(Stored data entries)
⁂

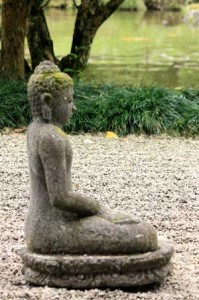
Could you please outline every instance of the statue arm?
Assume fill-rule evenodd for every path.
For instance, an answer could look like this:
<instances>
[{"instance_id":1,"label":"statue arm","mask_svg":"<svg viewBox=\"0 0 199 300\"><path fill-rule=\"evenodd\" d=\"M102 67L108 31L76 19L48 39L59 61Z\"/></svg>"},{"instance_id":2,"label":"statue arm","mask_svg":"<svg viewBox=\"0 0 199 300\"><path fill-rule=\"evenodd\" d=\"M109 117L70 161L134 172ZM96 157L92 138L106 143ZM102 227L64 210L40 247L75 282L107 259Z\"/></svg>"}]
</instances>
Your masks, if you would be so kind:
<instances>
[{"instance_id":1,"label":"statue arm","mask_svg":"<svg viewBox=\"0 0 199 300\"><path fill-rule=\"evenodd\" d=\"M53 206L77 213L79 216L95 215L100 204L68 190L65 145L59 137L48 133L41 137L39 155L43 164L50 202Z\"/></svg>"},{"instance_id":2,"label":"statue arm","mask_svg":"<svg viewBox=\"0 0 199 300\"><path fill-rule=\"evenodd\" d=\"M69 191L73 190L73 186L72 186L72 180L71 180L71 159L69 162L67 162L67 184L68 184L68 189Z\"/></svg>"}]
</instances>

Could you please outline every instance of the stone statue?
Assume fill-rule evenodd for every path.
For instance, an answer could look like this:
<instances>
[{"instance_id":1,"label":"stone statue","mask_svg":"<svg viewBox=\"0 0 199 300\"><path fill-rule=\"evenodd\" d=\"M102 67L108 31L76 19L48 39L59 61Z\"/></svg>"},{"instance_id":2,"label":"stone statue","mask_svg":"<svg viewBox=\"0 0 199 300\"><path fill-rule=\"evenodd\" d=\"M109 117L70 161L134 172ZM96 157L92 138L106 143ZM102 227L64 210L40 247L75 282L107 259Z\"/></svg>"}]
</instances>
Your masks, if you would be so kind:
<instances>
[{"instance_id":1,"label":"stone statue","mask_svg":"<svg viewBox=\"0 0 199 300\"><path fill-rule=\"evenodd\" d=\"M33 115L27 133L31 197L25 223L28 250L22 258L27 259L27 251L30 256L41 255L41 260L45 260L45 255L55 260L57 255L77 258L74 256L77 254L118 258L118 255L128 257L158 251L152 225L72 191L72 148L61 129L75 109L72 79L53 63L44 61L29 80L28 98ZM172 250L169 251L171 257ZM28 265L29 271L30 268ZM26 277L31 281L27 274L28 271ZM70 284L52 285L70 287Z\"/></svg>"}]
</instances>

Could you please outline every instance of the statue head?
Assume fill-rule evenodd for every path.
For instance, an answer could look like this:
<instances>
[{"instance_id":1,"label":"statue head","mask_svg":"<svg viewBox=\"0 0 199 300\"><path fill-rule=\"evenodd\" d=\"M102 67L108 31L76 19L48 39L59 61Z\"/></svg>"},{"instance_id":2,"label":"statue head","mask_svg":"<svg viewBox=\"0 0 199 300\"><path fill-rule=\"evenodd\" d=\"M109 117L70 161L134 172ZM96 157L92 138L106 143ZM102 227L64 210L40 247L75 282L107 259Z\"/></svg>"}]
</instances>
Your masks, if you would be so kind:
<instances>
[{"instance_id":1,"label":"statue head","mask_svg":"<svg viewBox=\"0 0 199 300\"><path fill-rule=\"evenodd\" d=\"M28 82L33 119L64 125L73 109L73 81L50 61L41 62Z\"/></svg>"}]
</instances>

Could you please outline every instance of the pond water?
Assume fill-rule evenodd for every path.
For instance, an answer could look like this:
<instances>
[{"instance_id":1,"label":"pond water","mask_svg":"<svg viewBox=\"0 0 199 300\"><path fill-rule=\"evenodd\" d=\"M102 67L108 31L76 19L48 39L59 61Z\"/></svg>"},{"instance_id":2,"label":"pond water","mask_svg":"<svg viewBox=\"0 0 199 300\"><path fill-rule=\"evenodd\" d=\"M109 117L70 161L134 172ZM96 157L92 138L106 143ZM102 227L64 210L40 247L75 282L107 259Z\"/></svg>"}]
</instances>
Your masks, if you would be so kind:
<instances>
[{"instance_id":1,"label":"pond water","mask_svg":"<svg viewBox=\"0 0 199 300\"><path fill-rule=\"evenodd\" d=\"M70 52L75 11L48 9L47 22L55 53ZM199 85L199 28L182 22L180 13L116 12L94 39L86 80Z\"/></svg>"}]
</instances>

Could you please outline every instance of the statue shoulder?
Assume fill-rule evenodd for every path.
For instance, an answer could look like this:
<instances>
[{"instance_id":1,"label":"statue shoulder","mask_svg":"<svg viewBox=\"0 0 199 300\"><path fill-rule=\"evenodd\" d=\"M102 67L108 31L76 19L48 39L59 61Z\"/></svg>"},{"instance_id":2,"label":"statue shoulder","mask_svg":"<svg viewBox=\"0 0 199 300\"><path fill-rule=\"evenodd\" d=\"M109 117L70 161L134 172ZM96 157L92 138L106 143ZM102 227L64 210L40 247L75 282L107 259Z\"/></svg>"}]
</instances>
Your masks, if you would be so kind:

⁂

*WHAT IS BEING ASKED*. State the number of lines above that include "outline", and nothing further.

*WRITTEN RESPONSE*. 5